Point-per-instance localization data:
-- -- --

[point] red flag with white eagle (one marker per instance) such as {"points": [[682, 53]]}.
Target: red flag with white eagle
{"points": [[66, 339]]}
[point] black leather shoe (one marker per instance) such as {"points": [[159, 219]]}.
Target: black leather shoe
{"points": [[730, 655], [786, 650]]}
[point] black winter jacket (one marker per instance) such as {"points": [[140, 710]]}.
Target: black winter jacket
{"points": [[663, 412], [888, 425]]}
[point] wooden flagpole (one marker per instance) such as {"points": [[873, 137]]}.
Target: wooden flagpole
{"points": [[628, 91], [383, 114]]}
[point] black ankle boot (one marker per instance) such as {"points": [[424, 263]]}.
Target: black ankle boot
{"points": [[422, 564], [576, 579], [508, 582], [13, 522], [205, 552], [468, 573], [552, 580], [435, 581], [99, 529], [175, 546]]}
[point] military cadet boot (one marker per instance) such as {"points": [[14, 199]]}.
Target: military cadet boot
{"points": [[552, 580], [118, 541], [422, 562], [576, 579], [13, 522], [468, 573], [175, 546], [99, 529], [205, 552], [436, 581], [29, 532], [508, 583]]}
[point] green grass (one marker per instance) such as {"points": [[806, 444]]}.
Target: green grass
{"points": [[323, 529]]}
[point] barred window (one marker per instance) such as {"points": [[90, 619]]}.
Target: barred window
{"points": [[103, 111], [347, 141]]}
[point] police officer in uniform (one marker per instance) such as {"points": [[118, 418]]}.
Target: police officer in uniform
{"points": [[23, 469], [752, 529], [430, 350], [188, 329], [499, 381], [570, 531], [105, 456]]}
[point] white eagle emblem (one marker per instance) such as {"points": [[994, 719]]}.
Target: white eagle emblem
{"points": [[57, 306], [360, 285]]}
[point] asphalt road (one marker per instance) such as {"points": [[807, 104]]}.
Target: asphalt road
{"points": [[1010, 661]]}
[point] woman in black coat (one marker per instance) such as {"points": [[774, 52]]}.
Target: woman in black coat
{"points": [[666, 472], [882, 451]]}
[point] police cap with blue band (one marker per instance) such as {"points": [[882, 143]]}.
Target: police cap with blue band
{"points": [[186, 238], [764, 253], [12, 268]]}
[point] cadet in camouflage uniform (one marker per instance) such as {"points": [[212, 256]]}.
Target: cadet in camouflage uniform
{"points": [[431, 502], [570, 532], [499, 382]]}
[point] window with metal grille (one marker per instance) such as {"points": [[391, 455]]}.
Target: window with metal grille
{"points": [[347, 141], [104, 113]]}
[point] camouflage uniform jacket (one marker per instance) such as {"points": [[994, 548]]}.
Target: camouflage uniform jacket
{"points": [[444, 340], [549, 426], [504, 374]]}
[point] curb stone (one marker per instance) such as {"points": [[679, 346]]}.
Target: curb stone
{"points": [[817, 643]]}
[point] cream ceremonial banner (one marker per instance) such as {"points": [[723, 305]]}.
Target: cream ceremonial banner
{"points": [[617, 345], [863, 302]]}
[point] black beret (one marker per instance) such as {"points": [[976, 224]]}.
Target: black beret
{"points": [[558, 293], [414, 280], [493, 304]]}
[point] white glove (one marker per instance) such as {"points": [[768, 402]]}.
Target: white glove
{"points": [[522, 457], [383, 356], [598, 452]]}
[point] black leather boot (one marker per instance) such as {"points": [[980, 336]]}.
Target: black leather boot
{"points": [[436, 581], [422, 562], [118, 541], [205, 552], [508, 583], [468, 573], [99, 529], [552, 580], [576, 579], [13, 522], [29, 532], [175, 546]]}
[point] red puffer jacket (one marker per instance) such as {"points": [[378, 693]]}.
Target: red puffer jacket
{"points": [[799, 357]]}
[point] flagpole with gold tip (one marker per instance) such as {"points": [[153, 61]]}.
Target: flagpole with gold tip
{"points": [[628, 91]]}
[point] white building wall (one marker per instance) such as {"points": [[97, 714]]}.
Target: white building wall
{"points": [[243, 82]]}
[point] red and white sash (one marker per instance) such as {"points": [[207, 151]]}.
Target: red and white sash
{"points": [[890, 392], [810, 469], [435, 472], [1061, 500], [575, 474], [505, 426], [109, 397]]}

-- -- --

*Instructions for the task*. For this exercise, please output exactly the lines above starting at the line with "[point] black ankle" and ending at the line with "[point] military cadet", ends included.

*Result*.
[point] black ankle boot (one marker per instance) such as {"points": [[424, 263]]}.
Target: black ankle boot
{"points": [[422, 564], [576, 579], [508, 582], [13, 522], [205, 552], [468, 573], [552, 580], [435, 581], [99, 529], [175, 546]]}
[point] military cadet boot (one marker per instance) such as {"points": [[14, 199]]}.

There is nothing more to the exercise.